# Work to do
Render the lines of the records below as a numbered list, skipping blank lines and omitting the pictures.
-------- Exercise materials
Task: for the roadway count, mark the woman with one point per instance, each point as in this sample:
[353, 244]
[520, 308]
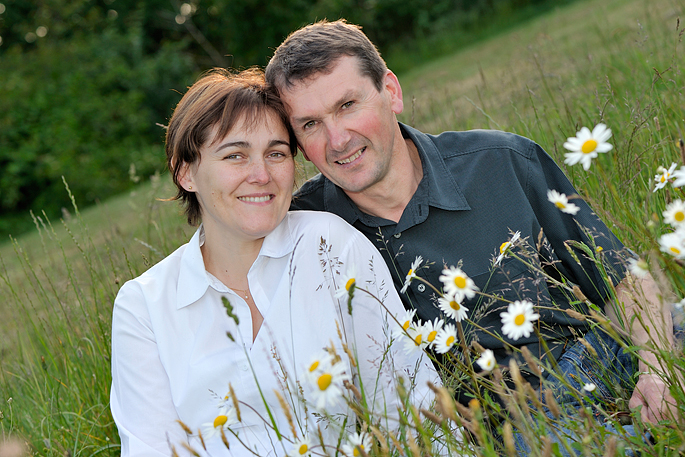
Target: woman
[176, 347]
----------------
# Exercise solution
1. Task: for the roadway count, mark the woman with one point per instance, each point as in this sample:
2. [353, 244]
3. [520, 308]
4. Target: woman
5. [176, 347]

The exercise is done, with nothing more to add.